[Extracted items]
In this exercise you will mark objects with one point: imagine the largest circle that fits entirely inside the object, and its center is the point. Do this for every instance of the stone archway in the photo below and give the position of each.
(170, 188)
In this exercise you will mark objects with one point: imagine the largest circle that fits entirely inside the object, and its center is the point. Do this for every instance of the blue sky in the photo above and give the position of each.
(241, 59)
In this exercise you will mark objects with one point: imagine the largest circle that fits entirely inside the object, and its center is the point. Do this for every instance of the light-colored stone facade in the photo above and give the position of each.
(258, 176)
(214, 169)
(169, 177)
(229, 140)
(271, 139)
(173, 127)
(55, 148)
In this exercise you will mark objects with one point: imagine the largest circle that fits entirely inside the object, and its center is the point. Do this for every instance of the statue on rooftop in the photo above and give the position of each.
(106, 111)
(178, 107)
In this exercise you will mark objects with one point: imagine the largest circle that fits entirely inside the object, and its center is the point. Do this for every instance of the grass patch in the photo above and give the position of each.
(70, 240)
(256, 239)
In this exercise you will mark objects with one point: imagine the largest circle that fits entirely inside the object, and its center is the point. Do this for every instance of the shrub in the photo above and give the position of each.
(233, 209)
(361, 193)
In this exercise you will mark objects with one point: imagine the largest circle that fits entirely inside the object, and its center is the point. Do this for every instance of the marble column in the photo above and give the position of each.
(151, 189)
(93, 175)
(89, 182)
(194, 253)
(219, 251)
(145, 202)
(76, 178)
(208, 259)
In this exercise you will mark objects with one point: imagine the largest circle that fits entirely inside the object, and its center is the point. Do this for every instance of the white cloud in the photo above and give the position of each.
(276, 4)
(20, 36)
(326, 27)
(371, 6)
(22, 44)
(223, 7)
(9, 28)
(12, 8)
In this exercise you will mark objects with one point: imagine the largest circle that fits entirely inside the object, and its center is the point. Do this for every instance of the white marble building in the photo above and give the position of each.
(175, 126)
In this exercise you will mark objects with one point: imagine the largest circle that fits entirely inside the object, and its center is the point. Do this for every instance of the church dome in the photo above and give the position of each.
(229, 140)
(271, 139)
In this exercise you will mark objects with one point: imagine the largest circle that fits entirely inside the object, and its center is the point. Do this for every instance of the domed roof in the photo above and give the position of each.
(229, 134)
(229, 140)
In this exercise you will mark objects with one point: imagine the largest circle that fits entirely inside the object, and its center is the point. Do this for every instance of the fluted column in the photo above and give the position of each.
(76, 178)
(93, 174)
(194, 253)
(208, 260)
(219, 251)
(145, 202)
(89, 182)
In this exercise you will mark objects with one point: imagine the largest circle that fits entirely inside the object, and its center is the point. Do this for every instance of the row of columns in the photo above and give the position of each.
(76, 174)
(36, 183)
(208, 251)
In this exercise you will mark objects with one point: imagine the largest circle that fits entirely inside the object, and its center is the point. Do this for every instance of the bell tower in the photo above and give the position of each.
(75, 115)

* Objective
Extract every item above, copying each of its lines verbatim.

* Exercise answer
In this exercise you will mark objects with one point: imagine the largest circle that fits entirely inside the object, and its center is the point. Do this for every instance of the stone archway in the photo below and give the position of each.
(170, 188)
In this exercise you will mark objects with one point: imagine the largest circle that fits entirely inside the object, and its center is the point. Do this for every instance of the blue sky in the photo above and give the position of each.
(241, 59)
In this exercise you will mark objects with one point: imagine the largest circle that fits entirely inside the object, and its center is the point. Do this for every instance of the light-colored stone facade in the photo above and give the position of each.
(258, 176)
(214, 169)
(169, 177)
(229, 140)
(271, 139)
(173, 127)
(55, 148)
In this exercise you will mark objects with one point: imagine the largest circle that fits entirely inside the object, and its center is the point. Do this for every instance of the statue on rooftop in the photo above and give the position of each.
(106, 111)
(178, 107)
In this exercise you will mark objects with one point: imagine the largest circle that fits entirely inside the object, and its center is the point. Do this for every instance of the grass patch in the photo above and give the position of each.
(70, 240)
(256, 239)
In this exercise you will mark objects with one point: imagine the largest circle that fits entirely inside the object, and its center is the point. Do this for every instance of the shrub in the photo above and give the position of each.
(233, 209)
(361, 193)
In this exercise you will mark objects with one point: imagine the largest circle that fits entirely inside the object, and its center is the point. Do this for every instance of the marble column in the photo above and give the position of each.
(151, 189)
(93, 175)
(89, 182)
(194, 253)
(219, 251)
(145, 202)
(76, 178)
(208, 259)
In this exercise you will mark objects with one point: imagine the largest circle that fits entirely inside the object, and its center is the point. Do this for every instance of the white cloud in the photo above and give the position of each.
(276, 4)
(20, 36)
(326, 27)
(371, 6)
(22, 44)
(223, 7)
(9, 28)
(12, 8)
In this exercise you will mark objects with one point: imagine the largest circle that fits entirely inside the object, and its center is the point. Do this for every instance of the white marble building in the photo above and give the position of each.
(175, 126)
In this exercise you will mark objects with one point: imagine the largest circle that fits entirely inside the object, and its center is the point. Do this for every instance of the church dome in the photo above and give the position of each.
(229, 140)
(271, 139)
In this exercise you will mark objects with one point: imagine the largest circle that fits entirely inside the object, and its center is the point. Do this for every instance of the domed roof in the photo above and give the position of each.
(229, 134)
(229, 140)
In this exercise you will mark objects with one point: imagine the largest circle that fits entirely inside the object, and its center is the point. Do this for every instance of the fluted column in the photo above and give the position of each.
(76, 178)
(93, 174)
(194, 253)
(208, 260)
(219, 251)
(145, 202)
(89, 182)
In this exercise you will mark objects with one point: imagine the largest circle that fits entirely inside the object, and its center is the point. Do this for every instance of the row of columns in the photo above and give the position of each.
(76, 174)
(36, 183)
(208, 251)
In this exercise you will mark objects with one point: imagine the largest circle that fits entirely inside the object, and its center is the point. Do this for every instance of the bell tower in the photo above and give the position of each.
(75, 115)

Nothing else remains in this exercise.